Scan the data below for the string "steps". Show every line where it turns up.

Segment Start: DATA

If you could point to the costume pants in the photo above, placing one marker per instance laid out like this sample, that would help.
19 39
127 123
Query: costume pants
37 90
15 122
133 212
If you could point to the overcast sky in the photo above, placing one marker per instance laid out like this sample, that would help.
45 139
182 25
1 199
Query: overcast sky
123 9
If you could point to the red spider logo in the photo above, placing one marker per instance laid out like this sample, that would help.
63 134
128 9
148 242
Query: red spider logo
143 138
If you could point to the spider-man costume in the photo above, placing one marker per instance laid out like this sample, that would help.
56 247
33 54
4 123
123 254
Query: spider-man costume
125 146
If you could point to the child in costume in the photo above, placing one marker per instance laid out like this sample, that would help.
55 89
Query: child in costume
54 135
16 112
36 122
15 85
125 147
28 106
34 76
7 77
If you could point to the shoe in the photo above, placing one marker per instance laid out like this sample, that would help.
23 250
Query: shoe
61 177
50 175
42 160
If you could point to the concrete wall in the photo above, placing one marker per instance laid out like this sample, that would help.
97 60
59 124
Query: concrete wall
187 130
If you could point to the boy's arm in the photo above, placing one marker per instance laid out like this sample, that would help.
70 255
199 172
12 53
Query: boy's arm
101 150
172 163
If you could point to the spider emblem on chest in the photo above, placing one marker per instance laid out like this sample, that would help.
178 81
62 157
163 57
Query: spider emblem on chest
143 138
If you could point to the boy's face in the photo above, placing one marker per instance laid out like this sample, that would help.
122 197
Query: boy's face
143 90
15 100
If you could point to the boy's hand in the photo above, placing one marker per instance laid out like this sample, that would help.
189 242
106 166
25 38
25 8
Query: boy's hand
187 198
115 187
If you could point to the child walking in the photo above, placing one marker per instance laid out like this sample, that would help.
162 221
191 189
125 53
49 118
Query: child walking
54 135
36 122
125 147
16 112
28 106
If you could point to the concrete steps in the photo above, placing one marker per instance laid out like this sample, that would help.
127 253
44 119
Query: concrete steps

Segment End: DATA

OUTPUT FOR THIS EXERCISE =
If you could point to the concrete steps in the photo above, placing one marker per instance laid out like this sample, that would help.
Query: concrete steps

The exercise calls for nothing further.